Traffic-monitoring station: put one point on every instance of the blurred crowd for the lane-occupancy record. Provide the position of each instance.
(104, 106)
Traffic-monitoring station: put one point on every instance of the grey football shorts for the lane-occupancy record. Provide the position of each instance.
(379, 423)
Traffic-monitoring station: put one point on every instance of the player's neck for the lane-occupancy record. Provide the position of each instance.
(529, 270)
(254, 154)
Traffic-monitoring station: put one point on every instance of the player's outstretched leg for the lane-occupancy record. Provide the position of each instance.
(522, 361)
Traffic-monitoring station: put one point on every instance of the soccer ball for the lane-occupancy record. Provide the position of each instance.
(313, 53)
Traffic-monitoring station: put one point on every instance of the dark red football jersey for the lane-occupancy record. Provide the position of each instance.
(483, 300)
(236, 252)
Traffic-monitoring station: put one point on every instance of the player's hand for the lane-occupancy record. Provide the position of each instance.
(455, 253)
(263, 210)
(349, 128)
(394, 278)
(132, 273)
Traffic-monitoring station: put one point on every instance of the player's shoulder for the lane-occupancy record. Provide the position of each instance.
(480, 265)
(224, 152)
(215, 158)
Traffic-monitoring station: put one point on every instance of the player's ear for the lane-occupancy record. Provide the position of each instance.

== == ==

● **WHAT YOU WILL DO**:
Copy the items from the line with "of the soccer" through the last item, both included, keeping each item's wording, and raise every coordinate in the answers by 67.

● **THE REPLY**:
Traffic-monitoring station: put one point on every instance of the soccer ball for the lane-occupancy record. Provide the position of each instance.
(380, 120)
Traffic-monitoring station: put one point on every instance of the dark red football jersey for the lane-occupancy record. Provide the position of each instance.
(550, 367)
(303, 319)
Traffic-monitoring station: put one point on every instance of the player's hand for the lane-occupancy record. Provide the position of each instance.
(522, 320)
(330, 277)
(416, 195)
(461, 345)
(199, 340)
Traffic-monitoring station: put one point on every instance of the player's shoulder for the lane-occupancy record. Provide the position of each instance.
(547, 332)
(291, 219)
(282, 225)
Traffic-monitoring station: put one point on every instance of the player's ear for the lane-occupancy record. Provide the position of each instance.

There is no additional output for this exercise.